_WRITTEN PROBLEM_. Resume the travel diary entry below about the visit to the Musée d'Orsay, continuing on from its final sentence.

New day, new museum to see.  Dad didn’t want to do two big museums on consecutive days but we read that Tuesdays are one of the busiest days at Versailles so we decided to go for the Musee d’Orsay today instead.  The d’Orsay was originally a train station and was almost demolished in the 1970s after it fell out of use, but someone had the bright idea that this would be a great place to house all of the Impressionist art in the city and the d’Orsay was born.  When you walk in on the ground level, you get to overlook a central sculpture gallery, surrounded by smaller gallery rooms of paintings, divided by artist, style, time frame, etc.  Dad and Ellen went straight for the 5th floor Impressionist gallery, while Margo and I started at the bottom and worked our way up.  On the first floor we admired works by Manet, Cezanne, Degas, and Toulouse-Lautrec, before moving on to the 2nd level.  There we were greeted by Rodin’s sculpture The Gates of Hell, and then were on to see Gauguin and Van Gogh.  I didn’t know that they had a version of Starry Night here (I also didn’t know that Van Gogh painted more than one), but there it was, along with one of his self-portraits.  When we finally made it to the 5th floor, we were overwhelmed with the works of Monet – Blue Water Lilies, in particular – Manet, Cussatt, Renoir, Pissaro, and more Cezanne and Degas.  Fascinating to look at all of them and to listen to the audio tour interpretation of many of them.  I think I liked this museum more than I liked the Louvre, maybe because there were just so many different things to see there.  The d’Orsay was a much easier and more satisfying experience because of the continuity of its artwork.

_RECORDS SUPPLIED_.
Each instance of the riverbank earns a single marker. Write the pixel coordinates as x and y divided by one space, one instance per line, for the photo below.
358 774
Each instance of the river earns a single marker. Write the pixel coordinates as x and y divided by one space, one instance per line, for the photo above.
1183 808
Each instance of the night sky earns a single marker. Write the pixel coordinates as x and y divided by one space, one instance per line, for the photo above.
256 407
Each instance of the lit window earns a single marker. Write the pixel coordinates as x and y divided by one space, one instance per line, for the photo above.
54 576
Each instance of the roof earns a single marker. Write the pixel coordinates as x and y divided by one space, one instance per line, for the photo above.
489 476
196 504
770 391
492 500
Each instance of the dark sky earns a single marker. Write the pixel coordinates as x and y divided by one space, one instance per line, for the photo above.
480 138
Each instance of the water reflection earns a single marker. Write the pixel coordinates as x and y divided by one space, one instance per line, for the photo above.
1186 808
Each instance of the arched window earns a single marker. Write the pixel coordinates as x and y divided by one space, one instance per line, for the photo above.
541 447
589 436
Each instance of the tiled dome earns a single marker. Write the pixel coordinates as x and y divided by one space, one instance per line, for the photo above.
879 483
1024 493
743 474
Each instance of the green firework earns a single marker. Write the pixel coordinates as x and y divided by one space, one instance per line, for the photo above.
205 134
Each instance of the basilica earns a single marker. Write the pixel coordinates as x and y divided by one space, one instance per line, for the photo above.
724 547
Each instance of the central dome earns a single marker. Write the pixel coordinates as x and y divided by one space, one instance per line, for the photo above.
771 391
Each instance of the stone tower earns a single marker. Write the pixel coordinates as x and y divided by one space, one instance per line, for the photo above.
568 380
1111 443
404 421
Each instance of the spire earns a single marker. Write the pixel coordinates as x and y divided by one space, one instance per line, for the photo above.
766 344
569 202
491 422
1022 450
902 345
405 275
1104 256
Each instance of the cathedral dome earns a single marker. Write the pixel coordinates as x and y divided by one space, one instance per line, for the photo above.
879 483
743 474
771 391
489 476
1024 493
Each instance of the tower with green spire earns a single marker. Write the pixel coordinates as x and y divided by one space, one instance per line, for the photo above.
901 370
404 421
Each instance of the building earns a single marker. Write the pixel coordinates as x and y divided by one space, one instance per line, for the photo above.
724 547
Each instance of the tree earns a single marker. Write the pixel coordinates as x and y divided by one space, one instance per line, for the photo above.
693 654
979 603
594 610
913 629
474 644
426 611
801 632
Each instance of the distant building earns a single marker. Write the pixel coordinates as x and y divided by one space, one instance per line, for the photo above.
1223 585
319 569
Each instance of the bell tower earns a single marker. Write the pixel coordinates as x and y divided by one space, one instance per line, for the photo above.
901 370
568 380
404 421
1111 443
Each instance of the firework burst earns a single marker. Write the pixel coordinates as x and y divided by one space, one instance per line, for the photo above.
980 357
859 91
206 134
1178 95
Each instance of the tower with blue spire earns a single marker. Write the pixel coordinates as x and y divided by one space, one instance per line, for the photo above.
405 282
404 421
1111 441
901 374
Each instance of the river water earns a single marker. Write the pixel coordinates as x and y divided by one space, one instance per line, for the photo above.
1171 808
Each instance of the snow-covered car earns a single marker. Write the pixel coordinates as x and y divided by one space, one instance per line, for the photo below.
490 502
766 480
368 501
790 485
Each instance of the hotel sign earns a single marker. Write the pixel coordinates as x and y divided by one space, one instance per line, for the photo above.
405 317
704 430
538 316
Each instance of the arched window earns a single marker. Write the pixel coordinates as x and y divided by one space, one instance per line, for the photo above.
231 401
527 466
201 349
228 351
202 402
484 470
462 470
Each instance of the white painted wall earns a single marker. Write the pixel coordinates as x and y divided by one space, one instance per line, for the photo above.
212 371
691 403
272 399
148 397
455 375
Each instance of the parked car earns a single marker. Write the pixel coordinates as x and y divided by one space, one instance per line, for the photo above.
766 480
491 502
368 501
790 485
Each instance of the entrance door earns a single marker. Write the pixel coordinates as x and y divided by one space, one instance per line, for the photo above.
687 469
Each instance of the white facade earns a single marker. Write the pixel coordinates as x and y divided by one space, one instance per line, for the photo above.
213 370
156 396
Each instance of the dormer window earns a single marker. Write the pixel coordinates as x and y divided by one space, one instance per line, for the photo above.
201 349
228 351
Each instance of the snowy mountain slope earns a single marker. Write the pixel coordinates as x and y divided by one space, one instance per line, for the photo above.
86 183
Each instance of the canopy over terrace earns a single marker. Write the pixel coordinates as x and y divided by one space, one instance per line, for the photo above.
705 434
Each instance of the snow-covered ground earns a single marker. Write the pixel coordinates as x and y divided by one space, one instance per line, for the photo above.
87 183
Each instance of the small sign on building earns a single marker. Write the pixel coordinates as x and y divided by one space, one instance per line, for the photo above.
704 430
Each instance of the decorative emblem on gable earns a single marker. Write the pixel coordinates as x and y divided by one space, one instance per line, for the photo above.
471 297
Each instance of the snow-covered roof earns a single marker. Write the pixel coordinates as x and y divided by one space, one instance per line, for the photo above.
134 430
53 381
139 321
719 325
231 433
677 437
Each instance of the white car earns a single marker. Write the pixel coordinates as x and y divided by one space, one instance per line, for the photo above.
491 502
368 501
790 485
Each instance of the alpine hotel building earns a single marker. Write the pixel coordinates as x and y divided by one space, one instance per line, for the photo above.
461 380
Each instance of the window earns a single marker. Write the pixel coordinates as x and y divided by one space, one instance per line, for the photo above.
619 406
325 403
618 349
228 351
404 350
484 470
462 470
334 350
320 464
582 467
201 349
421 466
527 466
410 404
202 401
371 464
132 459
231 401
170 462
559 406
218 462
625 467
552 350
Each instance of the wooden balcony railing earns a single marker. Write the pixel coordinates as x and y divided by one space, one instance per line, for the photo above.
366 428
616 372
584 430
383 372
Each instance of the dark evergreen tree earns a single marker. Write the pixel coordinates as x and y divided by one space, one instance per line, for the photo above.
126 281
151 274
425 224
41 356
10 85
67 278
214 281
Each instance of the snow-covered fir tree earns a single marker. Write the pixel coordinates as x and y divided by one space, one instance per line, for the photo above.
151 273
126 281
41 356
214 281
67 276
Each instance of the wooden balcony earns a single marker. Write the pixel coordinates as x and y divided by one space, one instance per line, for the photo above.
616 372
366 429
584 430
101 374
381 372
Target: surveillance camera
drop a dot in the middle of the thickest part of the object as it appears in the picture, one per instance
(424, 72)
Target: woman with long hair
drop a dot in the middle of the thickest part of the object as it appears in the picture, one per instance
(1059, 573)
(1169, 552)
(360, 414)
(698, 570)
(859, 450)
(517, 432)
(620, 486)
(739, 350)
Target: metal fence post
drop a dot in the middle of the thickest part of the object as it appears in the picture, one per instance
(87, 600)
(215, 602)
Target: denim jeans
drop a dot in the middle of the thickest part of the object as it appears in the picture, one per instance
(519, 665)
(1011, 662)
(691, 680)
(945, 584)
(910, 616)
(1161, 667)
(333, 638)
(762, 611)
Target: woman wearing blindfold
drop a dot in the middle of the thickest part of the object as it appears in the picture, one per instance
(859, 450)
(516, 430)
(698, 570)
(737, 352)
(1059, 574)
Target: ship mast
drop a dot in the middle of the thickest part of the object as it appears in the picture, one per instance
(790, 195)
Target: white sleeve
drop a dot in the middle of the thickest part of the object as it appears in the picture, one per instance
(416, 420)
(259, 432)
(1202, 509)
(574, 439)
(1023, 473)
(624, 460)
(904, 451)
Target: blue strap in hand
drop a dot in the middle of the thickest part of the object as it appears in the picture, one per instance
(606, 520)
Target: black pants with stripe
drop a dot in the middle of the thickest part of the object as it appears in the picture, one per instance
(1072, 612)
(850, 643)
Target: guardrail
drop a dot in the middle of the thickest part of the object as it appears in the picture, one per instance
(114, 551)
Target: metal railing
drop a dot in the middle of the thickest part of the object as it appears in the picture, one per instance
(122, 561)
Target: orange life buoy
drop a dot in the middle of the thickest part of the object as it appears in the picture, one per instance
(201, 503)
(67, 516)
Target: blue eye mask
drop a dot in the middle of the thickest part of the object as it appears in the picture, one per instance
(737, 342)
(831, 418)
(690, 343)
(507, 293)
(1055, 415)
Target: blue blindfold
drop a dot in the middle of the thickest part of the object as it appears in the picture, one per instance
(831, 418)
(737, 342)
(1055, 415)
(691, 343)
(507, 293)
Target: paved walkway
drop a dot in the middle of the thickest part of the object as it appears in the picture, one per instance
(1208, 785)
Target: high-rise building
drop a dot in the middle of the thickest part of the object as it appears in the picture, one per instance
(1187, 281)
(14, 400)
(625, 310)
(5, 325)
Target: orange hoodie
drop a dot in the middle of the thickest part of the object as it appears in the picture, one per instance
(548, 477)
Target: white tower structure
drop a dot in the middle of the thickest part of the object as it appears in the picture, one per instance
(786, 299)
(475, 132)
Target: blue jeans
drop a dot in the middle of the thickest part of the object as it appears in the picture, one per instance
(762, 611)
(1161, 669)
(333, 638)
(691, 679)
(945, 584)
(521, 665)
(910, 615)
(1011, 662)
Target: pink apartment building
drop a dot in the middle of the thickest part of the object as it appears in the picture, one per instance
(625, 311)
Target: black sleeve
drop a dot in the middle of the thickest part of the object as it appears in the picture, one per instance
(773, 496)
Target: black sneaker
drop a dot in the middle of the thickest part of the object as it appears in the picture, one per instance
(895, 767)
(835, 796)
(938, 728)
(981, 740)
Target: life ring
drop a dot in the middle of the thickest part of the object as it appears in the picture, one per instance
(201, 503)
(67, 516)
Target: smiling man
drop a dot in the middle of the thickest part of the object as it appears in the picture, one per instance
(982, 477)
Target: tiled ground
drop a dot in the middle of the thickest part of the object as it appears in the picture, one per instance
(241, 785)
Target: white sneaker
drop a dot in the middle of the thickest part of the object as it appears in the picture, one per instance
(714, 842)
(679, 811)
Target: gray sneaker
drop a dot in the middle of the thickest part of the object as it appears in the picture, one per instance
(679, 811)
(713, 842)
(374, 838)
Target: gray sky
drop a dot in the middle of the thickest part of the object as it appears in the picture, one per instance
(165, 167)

_EXERCISE RESULT_.
Second stop for the day – the Opera Garnier.  Napoleon III wanted to build a grand opera house for Paris and held a design contest to choose the architect, and Charles Garnier, then unknown, won the contest anonymously.  He started the project in 1861 and finished in 1875, but unfortunately, Napoleon III dies before its completion and never got to see the final product or sit in the emperor’s box.  We gathered in the ground floor rotunda for our guided tour and were led up the grand staircase, richly decorated with various types of marble and statuary, as well as many large mirrors where the rich and important season ticket holders could make sure they looked good before passing the entrance for the common people.  Inside the auditorium itself, everything is decorated in a deep red and gold color scheme, with a massive chandelier hanging from the ceiling.  Part of the chandelier once fell and killed a woman sitting in her seat below, which is what inspired Gaston Leroux to write The Phantom of the Opera about the Palais Garnier.  It seems that we Americans are far more familiar with the Phantom’s story from Andrew Lloyd Webber’s musical than the French are themselves.  Surrounding the chandelier is a brightly colored ceiling painted in the 1960s by Marc Chagall, which replaced the original ceiling.  Many people think the Chagall ceiling is too different and out of place in the opera house, but I liked it better than the original.  Our guide pointed out the Emperor’s box, and close to it, the infamous Box 5, reserved for the Phantom of the Opera, and led us through the Salon du Soleil, the Salon de la Lune, and the Salon du Glacier, before sending us off to explore on our own if we wanted.  The last thing we did was admire the exquisitely constructed mosaic marble tile floors and ceilings – what a task it must have been to put them together, piece by piece, not to mention the cutting of all of the little pieces.  The tour guide was right when she said that the place was “priceless” – there would be no way we could build a structure such as this today.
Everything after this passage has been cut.